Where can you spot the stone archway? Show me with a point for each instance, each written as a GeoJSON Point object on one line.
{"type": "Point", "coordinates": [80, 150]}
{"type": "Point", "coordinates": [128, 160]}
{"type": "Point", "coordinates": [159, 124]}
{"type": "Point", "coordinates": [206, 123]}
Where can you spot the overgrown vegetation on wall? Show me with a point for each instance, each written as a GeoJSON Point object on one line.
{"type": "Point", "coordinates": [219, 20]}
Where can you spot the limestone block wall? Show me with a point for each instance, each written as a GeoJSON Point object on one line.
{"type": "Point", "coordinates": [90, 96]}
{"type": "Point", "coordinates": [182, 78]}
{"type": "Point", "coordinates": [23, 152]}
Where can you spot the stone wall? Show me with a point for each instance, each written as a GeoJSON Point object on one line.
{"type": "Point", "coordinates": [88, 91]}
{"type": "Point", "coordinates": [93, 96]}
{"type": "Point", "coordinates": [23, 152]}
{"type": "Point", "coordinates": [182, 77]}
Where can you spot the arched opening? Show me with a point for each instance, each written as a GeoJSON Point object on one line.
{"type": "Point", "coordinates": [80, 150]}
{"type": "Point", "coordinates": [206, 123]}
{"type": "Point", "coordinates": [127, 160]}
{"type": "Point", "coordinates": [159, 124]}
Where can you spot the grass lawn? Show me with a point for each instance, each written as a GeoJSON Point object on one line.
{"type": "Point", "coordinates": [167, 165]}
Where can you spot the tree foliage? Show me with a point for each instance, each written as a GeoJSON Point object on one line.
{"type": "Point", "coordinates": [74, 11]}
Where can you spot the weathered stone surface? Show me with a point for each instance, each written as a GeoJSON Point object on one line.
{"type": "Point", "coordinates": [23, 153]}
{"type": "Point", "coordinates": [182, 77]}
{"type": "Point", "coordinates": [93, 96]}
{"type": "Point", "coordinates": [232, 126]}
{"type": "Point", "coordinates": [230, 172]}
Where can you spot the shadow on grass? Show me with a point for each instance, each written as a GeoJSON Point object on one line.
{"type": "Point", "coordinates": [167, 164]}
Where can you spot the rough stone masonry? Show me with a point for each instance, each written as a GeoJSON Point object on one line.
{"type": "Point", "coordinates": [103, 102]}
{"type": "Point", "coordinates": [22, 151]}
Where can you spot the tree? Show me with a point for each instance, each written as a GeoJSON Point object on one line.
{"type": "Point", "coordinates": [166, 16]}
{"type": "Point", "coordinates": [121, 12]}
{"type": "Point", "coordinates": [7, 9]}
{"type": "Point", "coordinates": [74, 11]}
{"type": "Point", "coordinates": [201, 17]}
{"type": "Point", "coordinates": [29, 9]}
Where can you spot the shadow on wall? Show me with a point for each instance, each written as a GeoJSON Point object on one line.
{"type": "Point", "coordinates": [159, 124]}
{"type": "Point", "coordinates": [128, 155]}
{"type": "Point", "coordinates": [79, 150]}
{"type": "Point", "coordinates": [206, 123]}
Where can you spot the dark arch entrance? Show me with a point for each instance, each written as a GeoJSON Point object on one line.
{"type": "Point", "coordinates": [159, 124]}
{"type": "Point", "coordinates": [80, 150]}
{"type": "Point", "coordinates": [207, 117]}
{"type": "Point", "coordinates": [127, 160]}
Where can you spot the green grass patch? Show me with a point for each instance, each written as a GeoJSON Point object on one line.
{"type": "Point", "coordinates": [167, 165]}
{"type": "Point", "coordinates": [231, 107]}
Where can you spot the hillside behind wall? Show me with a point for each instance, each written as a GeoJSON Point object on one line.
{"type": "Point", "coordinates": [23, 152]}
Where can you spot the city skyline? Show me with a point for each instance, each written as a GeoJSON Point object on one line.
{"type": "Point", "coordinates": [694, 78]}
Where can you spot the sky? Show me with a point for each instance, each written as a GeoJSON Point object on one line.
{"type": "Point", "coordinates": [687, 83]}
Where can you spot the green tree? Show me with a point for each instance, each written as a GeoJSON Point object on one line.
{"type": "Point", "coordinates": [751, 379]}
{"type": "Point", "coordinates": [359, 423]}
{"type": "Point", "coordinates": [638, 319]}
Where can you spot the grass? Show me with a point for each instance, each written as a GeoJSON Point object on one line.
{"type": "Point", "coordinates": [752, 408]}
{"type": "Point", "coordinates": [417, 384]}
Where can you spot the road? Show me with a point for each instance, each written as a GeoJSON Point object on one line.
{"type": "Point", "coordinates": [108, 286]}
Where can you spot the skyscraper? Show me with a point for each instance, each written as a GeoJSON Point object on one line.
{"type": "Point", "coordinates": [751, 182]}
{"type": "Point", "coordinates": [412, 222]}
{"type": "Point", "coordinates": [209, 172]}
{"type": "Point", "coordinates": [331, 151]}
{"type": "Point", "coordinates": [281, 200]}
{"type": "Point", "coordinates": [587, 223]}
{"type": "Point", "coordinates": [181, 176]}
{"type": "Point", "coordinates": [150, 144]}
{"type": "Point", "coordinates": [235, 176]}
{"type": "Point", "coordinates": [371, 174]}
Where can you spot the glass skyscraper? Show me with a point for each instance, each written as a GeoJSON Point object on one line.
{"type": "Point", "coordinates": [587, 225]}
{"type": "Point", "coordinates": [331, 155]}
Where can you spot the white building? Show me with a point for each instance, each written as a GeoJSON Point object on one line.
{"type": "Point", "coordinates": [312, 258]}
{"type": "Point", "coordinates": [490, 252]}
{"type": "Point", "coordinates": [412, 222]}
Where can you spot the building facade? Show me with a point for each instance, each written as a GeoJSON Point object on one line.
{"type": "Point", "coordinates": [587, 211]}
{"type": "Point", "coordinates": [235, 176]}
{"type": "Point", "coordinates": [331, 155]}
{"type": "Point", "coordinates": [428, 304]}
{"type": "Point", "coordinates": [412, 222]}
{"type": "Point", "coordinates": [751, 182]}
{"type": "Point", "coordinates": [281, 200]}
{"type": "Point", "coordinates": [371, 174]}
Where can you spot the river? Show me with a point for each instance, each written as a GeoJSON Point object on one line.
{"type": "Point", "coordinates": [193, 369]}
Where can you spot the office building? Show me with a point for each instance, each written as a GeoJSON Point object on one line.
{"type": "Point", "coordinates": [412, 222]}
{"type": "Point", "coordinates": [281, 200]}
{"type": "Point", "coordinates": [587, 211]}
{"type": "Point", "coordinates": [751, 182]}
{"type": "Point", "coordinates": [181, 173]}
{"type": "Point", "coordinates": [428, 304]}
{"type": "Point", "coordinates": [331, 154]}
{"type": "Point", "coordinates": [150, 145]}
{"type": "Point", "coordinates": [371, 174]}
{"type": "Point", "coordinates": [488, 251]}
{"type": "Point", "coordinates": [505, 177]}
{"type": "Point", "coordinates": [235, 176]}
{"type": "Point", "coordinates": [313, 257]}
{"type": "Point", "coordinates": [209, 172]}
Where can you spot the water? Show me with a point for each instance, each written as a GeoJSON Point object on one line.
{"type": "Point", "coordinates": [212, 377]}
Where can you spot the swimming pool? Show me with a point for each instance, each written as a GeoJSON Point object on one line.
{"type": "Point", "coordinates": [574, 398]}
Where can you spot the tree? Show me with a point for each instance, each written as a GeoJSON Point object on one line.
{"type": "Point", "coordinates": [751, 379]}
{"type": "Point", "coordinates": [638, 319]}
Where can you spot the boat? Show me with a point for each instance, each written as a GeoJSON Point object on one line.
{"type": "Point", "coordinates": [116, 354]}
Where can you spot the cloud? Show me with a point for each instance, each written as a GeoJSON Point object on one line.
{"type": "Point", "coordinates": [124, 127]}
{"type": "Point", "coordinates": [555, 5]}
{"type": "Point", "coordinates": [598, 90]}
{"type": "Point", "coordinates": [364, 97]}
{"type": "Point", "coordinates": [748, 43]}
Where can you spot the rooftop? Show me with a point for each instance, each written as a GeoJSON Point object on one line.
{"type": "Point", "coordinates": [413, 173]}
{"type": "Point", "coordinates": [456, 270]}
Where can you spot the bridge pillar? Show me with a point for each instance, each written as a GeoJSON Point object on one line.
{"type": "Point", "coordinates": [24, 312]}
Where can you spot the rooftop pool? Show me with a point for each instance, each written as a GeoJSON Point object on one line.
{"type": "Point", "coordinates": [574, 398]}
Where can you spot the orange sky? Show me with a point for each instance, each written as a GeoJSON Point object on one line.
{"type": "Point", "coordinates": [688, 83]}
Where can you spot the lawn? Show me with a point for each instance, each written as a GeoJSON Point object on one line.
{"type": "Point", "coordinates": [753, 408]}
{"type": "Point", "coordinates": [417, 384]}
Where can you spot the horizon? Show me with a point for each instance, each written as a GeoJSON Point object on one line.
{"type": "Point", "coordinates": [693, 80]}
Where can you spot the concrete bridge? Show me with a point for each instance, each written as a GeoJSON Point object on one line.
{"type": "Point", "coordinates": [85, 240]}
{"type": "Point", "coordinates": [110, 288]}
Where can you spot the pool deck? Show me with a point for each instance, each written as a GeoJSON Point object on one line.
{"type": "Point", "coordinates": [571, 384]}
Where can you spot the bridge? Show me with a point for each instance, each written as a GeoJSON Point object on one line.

» **Short problem**
Reproduce exactly the lines from the one containing "Where can you spot the cloud?" through the last line of the records above, including both, and nothing else.

» **Task result**
Where can you spot the cloud? Show me with a point for each instance, each written as a GeoJSON Point object on one line.
{"type": "Point", "coordinates": [124, 127]}
{"type": "Point", "coordinates": [555, 5]}
{"type": "Point", "coordinates": [598, 90]}
{"type": "Point", "coordinates": [364, 97]}
{"type": "Point", "coordinates": [748, 43]}
Where can you spot the rooftop? Show me with a point for each instance, each written as a GeoJSON Point object on one line.
{"type": "Point", "coordinates": [413, 173]}
{"type": "Point", "coordinates": [456, 270]}
Where can you spot the bridge pillar? Show me with a point for each instance, each written as a GeoJSON Point object on one line.
{"type": "Point", "coordinates": [24, 312]}
Where can you spot the rooftop pool? Show me with a point for each instance, each written as a GeoJSON Point object on one line.
{"type": "Point", "coordinates": [574, 398]}
Where can you spot the orange sky? Show me with a point for each instance, each written as a GeoJSON Point object on one line.
{"type": "Point", "coordinates": [688, 83]}
Where can you spot the lawn? Show me with a point for each instance, each written as a GeoJSON Point object on one line.
{"type": "Point", "coordinates": [753, 408]}
{"type": "Point", "coordinates": [417, 384]}
Where can you spot the horizon? Show me with a point for each instance, each written as a GeoJSON Point object on one line.
{"type": "Point", "coordinates": [693, 80]}
Where can you spot the concrete bridge? Show me with a point for each instance, each written as a GeoJSON Point object on one line.
{"type": "Point", "coordinates": [85, 240]}
{"type": "Point", "coordinates": [110, 288]}
Where can you spot the pool deck? Show me with a point for each instance, each written as a GeoJSON Point object on one line.
{"type": "Point", "coordinates": [571, 384]}
Where can you spot the bridge? Show me with a point for each instance, each written as a GeoJSON Point object on one line.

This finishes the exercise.